= Your task =
Rewrite the lines from the one containing "Where can you see the dark" through the end of the material, swapping "dark short hair" for "gray beard" and keeping everything else unchanged.

(Excerpts of pointing data)
▬▬▬▬▬▬▬▬▬▬
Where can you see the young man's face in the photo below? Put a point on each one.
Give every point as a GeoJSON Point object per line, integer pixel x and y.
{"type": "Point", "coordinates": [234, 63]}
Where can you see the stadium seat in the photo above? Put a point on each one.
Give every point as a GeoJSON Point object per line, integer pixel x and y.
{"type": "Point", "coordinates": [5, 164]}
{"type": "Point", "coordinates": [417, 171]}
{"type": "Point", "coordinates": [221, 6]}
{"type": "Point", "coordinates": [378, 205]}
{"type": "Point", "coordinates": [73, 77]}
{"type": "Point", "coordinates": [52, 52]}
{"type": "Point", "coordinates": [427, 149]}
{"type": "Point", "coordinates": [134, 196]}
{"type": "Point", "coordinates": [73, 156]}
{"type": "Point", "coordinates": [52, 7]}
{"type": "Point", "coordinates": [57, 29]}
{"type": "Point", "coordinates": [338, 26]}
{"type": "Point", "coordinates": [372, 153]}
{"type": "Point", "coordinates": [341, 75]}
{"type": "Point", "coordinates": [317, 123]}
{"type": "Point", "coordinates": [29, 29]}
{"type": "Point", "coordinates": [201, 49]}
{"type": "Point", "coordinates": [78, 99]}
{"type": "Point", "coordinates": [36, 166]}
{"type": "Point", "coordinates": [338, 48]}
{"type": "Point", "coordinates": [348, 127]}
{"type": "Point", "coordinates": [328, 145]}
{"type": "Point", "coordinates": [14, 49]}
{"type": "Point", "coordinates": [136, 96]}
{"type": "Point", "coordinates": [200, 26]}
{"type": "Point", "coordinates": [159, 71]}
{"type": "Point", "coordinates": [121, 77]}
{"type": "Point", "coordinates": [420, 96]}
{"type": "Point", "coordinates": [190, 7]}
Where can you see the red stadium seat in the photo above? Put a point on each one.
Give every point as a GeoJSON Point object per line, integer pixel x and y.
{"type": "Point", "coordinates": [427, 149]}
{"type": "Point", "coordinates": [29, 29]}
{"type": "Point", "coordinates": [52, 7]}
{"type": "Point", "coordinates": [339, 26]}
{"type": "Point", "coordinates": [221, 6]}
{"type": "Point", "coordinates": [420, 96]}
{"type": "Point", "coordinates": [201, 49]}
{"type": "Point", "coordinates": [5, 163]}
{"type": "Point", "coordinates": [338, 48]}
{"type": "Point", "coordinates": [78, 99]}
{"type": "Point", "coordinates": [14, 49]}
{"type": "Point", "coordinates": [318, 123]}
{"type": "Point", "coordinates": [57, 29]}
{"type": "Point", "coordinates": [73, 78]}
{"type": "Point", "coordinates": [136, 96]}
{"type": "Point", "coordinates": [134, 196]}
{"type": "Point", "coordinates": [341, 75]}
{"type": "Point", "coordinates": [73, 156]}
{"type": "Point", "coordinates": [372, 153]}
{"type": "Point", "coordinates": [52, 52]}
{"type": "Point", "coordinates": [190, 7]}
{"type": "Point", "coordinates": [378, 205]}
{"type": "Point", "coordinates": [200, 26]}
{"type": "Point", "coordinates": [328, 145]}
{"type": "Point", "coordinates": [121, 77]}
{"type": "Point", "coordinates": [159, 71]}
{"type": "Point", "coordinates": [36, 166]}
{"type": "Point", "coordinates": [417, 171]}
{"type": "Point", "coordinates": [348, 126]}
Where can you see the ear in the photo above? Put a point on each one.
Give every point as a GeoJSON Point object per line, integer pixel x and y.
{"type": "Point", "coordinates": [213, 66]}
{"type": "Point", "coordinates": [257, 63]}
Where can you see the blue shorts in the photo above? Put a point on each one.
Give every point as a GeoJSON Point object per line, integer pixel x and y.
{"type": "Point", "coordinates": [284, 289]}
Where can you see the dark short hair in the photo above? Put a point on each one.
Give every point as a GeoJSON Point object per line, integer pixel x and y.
▬▬▬▬▬▬▬▬▬▬
= Correct result =
Where can you see the gray beard in the photo above? Put a point on each one.
Give every point as a GeoJSON Point object per line, integer pixel x and y.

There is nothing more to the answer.